**GOAL OF THE EXERCISE**
Below, locate the line that contains "the photo below.". Repeat exactly from that line to the line that contains "the window pane", inclusive, leaving out the pictures.

BEGIN INPUT DATA

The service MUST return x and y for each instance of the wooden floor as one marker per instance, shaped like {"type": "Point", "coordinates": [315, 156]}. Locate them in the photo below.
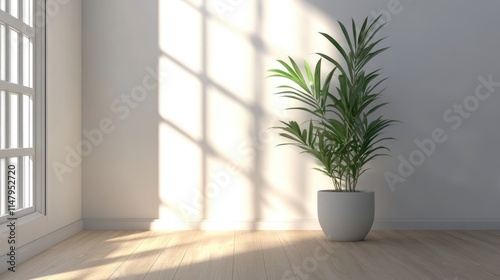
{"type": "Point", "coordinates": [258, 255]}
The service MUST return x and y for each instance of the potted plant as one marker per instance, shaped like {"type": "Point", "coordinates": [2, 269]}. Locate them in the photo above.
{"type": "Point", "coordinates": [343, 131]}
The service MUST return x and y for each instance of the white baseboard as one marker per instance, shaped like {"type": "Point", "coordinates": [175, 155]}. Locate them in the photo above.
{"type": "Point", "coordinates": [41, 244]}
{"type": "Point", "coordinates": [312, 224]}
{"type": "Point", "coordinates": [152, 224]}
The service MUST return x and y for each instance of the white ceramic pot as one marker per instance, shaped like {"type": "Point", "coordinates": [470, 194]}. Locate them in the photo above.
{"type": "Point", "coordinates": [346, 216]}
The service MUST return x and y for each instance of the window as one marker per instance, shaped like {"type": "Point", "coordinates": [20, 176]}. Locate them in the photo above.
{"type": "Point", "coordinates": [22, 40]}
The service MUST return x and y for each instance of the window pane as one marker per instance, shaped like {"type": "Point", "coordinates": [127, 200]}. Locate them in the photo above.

END INPUT DATA
BEGIN INPUT DATA

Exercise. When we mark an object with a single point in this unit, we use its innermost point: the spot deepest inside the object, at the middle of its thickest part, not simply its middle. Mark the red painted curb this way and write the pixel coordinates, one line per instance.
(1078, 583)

END INPUT DATA

**TASK SOLUTION**
The service MUST return x and y for each instance of the wooden floor as one marker per instance, shaped like {"type": "Point", "coordinates": [315, 156]}. Locate them in the photo below.
{"type": "Point", "coordinates": [258, 255]}
The service MUST return x and y for each instance of the potted plant as one marker per instance, shaped like {"type": "Point", "coordinates": [2, 269]}. Locate them in the photo above.
{"type": "Point", "coordinates": [343, 131]}
The service MUST return x and y for each instance of the white baseboard as one marker per instance, shaped like {"type": "Point", "coordinates": [175, 155]}. Locate them in the photo above.
{"type": "Point", "coordinates": [41, 244]}
{"type": "Point", "coordinates": [312, 224]}
{"type": "Point", "coordinates": [152, 224]}
The service MUST return x and y for each instance of the white ceramic pot as one marker per instance, shaped like {"type": "Point", "coordinates": [470, 194]}. Locate them in the photo above.
{"type": "Point", "coordinates": [346, 216]}
The service MUST return x and y for each instance of the window as one marker per instance, shaped like {"type": "Point", "coordinates": [20, 176]}. Locate them in the photo above.
{"type": "Point", "coordinates": [22, 40]}
The service MUST return x and y for each instance of the window pane as one marker per instance, shaped like {"type": "Point", "coordinates": [127, 200]}. Locate them in the photo above.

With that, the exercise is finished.